TASK DESCRIPTION | Copy every line of the listing exactly.

*** Block opens ***

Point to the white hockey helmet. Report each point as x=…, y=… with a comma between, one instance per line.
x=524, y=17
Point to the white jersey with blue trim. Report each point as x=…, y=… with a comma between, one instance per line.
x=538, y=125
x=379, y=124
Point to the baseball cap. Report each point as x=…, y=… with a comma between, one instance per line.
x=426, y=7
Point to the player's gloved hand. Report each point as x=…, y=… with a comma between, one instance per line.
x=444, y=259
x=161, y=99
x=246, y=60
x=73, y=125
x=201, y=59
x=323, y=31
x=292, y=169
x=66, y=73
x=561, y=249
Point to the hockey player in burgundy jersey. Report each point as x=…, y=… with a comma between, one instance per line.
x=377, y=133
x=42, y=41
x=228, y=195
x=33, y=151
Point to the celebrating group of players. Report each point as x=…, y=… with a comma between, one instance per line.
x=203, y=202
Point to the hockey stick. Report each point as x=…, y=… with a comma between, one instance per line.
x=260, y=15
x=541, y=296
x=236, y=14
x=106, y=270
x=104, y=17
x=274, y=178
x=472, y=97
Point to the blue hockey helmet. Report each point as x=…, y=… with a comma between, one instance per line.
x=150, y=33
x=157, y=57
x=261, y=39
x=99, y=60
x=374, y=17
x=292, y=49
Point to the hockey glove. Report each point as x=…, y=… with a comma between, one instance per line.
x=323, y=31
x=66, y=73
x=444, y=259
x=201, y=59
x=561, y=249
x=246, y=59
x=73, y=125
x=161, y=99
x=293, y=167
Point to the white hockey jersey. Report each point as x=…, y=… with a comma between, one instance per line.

*** Block closes ***

TASK ANSWER |
Point to the white hockey helmet. Report each point as x=…, y=… with a comma between, one instance per line.
x=524, y=17
Point to the white jersey with blue trim. Report each point as x=…, y=… with a comma between, one instance per line.
x=538, y=125
x=379, y=124
Point to the baseball cap. Report each point as x=…, y=… with a comma between, one instance per line.
x=426, y=7
Point to the player's gloved hand. Report each point as x=…, y=… with a comma between, one instance per line.
x=444, y=259
x=161, y=99
x=246, y=60
x=73, y=125
x=201, y=59
x=323, y=31
x=292, y=169
x=66, y=73
x=561, y=249
Point to the hockey player in burgundy jersey. Report each point as x=…, y=… with a comma between, one instance per line.
x=377, y=133
x=42, y=41
x=228, y=195
x=33, y=151
Point to the celebrating group of players. Report each point as x=…, y=… with a comma between, one instance per line.
x=203, y=202
Point to the hockey stick. Report each point as x=…, y=… with a comma between, one instance per line.
x=260, y=15
x=541, y=296
x=236, y=14
x=106, y=270
x=104, y=17
x=274, y=178
x=472, y=97
Point to the blue hockey helmet. Report each point as x=…, y=… with a comma between, one instance per line.
x=150, y=33
x=157, y=57
x=261, y=39
x=99, y=60
x=374, y=17
x=292, y=49
Point to the hockey glove. Report each point as x=…, y=… with a comma between, one instance per line.
x=323, y=31
x=66, y=73
x=444, y=259
x=201, y=59
x=561, y=249
x=246, y=59
x=73, y=125
x=161, y=99
x=293, y=167
Point to the white hockey jersey. Report each point as x=…, y=… with a comma between, one instance per line.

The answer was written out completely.